-- What to do --
1. According to the OpenMP exercise text, which loop should be the inner loop of the nested pair, and why?
2. Write out the stretch of the OpenMP exercise text from "Run the code" through "and combined constructs.", substituting "compound constructs" for "combined constructs".
═════ Extracted text ═════
The code above calculates the temperature for a grid of points, the main part of code being the time step iteration. dphi is the difference of temperature and phi is the temperature. Then we add the dphi to the phi array and we save the new phin array. Then in the next for loop we exchange the role of the old and the new array (restoring the data).

Exercise

1. Go to the exercise and parallelize the code.

2. Parallelize all of the for loops and use critical section for global maximum. Think about what variables should be in the private clause.

Then run the example. Run it with 1, 2, 3, 4 threads and look at the execution time.

You may see that with more threads it is slower than expected. Do you have any idea about why the parallel version is slower by looking at the code?

for (k = 1; k < imax; k++){
    for (i = 0; i < kmax; i++){
        dphi = (phi[i+1][k]+phi[i-1][k]-2.*phi[i][k])*dy2i
            +(phi[i][k+1]+phi[i][k-1]-2.*phi[i][k])*dx2i;
        dphi = dphi*dt;
        dphimax0 = max(dphimax0,dphi);
        phin[i][k] = phi[i][k]+dphi;
    }
}

The sequence of the nested loops is wrong. In C/C++, the last array index is running the fastest so the k loop should be the inner loop. This is not fixed by the OpenMP compiler, so you will need to

3. Interchange the sequence of the nested loops.

Run the code again with 1, 2, 3, 4 threads and look at the execution time.

Now the parallel version should be a little bit faster. The reason for only a slight improvement might be that the problem is too small and the parallelization overhead is too large.

2.20 Do you understand combined constructs?

This quiz tests your knowledge on OpenMP data environment and combined constructs.

Within a parallel region, declared variables are by default

( ) private

( ) local

(x) shared

( ) firstprivate

What is the output of the following code when run with OMP_NUM_THREADS=4?

int arr[4] = {1,2,3,4};

int x = 1, j;
#pragma omp parallel for reduction(*:x)
for(j = 0; j < 4; j++) {
    x *= arr[j];
}
printf("%d", x);

(x) 24

( ) 0

( ) 10

( ) 4

What does the nowait clause do?

( ) Skips to the next OpenMP construct

( ) Prioritizes the following OpenMP construct

( ) Removes the synchronization barrier from the previous construct

(x) Removes the synchronization barrier from the current construct

What is the data scoping of the variables a, b, c and d in following code snippet in the parallel region?

int a = 0;
int b = 23;
int c = -3;
#pragma omp parallel num_threads(2) private(a) reduction(+:c)
{
    int d = omp_get_thread_num();
    a = 42 + d;
    #pragma omp critical
    b = 1;
    c += a + b;
}
c = c / 2;
printf("a=%d, b=%d, c=%d\n", a, b, c);

[ ] a: shared

[x] a: private

[x] b: shared

[ ] b: private

[ ] c: shared

[ ] c: private

[x] c: reduction

[ ] d: shared

[x] d: private

What is printed when executing the below code?

int a = 0;
int b = 23;
int c = -3;
#pragma omp parallel num_threads(2) private(a) reduction(+:c)
═════ Record extracts ═════
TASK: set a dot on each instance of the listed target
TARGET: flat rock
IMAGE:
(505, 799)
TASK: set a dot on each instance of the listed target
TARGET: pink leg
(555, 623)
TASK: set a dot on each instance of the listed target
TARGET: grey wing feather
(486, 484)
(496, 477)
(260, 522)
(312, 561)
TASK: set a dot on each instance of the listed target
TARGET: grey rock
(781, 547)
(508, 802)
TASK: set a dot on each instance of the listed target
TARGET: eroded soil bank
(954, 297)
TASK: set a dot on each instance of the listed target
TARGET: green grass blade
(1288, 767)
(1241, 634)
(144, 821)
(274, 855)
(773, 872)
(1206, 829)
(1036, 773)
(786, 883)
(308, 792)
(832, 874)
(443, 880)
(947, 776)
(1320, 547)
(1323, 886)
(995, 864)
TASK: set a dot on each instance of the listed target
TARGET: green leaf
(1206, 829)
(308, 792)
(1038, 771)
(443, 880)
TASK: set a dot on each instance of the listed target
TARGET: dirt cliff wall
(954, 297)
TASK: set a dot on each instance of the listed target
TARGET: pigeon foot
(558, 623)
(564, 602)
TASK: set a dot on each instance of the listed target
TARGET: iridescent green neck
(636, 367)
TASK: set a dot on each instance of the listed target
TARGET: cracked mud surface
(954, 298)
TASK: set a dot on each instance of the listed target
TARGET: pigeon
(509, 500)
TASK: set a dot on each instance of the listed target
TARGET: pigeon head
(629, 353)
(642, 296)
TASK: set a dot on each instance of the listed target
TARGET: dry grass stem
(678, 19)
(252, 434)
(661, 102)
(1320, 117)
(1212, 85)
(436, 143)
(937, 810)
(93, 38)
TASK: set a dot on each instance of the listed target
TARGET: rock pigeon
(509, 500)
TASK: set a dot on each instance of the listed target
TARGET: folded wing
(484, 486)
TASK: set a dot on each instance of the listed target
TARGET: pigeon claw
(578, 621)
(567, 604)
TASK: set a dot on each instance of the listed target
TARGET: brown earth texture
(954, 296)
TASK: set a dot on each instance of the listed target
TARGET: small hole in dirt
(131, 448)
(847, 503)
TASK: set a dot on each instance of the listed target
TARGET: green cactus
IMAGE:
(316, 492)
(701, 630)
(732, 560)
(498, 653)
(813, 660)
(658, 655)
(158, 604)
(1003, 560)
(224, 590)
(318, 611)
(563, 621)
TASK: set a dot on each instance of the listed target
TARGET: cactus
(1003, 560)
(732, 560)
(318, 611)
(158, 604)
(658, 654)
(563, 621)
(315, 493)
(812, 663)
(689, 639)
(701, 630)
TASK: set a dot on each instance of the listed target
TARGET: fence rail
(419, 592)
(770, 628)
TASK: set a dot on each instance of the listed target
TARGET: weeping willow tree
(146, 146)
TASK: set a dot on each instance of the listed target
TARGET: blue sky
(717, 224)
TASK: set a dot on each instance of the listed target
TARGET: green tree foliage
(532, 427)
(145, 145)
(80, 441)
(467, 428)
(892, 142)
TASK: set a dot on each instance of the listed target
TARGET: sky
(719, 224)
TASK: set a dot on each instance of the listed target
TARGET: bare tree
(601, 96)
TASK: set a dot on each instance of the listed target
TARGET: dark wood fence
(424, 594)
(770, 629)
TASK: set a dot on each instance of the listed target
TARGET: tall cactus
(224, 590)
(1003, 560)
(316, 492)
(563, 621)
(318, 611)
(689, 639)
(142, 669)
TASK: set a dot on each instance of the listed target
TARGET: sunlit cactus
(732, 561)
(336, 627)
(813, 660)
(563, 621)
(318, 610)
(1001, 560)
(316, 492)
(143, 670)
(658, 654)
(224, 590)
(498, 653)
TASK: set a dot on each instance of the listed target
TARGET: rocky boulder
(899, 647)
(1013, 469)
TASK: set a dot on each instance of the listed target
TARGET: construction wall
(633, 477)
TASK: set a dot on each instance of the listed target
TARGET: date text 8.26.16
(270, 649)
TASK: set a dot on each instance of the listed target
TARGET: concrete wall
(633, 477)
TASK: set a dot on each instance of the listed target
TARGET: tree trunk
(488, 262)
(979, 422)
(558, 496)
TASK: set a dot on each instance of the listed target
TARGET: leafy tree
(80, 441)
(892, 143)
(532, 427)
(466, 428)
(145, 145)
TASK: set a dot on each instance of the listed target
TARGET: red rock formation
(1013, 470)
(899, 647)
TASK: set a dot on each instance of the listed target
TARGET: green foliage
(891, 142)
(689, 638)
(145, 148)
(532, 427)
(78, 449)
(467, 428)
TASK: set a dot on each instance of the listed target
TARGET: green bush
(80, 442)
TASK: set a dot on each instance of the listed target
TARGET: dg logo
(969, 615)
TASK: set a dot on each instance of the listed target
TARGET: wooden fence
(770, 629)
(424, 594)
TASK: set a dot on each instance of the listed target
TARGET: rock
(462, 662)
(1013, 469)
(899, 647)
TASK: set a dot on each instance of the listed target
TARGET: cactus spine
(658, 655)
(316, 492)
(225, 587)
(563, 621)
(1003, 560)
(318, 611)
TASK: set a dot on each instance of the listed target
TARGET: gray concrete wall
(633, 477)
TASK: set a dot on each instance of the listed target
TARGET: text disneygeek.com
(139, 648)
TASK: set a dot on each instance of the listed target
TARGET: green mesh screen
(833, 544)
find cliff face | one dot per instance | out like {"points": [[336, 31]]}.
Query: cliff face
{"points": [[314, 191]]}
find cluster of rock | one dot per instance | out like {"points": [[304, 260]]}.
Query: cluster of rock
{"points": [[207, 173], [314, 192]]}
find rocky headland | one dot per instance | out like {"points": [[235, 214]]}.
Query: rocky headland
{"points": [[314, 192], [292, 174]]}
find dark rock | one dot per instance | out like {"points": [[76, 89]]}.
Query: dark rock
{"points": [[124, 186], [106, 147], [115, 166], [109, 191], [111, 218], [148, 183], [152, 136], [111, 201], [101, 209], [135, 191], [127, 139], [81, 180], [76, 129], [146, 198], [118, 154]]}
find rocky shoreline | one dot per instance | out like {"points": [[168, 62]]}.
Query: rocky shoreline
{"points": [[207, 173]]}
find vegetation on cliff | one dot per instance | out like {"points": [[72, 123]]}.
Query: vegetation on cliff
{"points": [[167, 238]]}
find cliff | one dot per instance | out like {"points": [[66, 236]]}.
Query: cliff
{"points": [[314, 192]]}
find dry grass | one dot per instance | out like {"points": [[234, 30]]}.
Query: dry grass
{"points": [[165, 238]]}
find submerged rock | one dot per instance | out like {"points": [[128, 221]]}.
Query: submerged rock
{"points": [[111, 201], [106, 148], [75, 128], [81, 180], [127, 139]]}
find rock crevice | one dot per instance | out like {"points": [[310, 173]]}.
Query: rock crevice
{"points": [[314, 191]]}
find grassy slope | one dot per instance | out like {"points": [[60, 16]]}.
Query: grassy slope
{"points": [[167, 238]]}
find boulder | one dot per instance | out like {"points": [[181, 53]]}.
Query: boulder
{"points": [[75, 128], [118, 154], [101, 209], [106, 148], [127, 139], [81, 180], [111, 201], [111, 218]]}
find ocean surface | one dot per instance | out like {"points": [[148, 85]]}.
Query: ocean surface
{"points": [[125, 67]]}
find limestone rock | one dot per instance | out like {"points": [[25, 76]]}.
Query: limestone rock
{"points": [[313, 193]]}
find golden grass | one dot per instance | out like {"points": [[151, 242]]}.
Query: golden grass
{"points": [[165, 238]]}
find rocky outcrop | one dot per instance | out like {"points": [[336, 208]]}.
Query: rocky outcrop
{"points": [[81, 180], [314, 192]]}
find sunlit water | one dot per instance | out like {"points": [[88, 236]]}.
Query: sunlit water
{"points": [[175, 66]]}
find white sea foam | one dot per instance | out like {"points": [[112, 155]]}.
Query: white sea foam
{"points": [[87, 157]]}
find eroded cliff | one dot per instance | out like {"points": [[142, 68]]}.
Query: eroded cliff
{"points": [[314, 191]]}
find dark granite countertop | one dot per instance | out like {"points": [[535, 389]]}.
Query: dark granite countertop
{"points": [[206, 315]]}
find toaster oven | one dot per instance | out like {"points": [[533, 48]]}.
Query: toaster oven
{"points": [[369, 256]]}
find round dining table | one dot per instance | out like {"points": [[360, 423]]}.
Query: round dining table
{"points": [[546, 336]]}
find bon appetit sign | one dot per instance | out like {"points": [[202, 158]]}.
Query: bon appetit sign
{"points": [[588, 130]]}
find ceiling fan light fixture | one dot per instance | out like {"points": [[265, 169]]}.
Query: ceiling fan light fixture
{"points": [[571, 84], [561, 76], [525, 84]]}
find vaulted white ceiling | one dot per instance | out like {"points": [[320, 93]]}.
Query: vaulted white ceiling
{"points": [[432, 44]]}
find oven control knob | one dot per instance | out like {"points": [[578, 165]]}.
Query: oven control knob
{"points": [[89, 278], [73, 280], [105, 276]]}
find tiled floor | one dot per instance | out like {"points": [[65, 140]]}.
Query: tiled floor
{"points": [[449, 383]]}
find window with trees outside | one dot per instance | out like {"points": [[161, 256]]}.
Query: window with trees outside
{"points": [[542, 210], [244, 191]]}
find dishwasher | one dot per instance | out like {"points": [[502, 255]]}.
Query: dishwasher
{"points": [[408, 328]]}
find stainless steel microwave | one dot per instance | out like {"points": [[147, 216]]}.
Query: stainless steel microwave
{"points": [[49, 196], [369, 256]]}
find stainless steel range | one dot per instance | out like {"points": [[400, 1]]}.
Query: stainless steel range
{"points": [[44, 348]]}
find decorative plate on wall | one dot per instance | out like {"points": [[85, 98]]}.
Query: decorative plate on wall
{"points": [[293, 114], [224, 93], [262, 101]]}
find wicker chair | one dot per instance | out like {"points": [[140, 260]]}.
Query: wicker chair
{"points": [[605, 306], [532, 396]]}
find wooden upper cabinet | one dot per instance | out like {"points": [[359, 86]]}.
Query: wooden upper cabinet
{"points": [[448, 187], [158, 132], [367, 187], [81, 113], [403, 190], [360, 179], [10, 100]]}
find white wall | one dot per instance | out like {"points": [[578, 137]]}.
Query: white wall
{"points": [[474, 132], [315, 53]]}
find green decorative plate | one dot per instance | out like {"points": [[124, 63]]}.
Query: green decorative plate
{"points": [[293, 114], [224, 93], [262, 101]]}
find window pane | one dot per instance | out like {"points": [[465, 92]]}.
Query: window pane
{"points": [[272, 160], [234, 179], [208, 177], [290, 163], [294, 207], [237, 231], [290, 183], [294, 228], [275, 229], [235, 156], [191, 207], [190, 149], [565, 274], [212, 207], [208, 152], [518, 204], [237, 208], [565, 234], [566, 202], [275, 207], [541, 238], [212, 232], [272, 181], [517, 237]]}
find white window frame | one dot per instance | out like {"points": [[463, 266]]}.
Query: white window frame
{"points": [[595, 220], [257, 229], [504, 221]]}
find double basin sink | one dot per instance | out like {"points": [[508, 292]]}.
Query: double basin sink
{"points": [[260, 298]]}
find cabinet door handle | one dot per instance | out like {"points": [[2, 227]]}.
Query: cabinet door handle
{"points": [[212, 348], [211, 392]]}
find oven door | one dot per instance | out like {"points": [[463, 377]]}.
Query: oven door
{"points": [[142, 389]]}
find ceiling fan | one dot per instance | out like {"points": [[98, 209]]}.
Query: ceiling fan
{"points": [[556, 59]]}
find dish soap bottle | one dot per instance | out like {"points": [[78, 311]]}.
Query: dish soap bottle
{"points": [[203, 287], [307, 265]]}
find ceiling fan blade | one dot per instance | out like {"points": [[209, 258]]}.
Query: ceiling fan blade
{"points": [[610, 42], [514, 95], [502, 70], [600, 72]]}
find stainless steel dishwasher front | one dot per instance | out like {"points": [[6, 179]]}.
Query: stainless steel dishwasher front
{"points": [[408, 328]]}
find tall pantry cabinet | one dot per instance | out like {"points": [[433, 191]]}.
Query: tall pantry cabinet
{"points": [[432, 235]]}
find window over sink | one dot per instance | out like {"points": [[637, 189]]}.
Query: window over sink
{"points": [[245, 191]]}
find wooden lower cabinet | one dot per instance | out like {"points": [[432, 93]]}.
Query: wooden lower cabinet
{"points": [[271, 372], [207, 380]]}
═════
-- Expected results --
1. The k loop, because in C/C++ the last array index runs the fastest.

2.
Run the code again with 1, 2, 3, 4 threads and look at the execution time.

Now the parallel version should be a little bit faster. The reason for only a slight improvement might be that the problem is too small and the parallelization overhead is too large.

2.20 Do you understand compound constructs?

This quiz tests your knowledge on OpenMP data environment and compound constructs.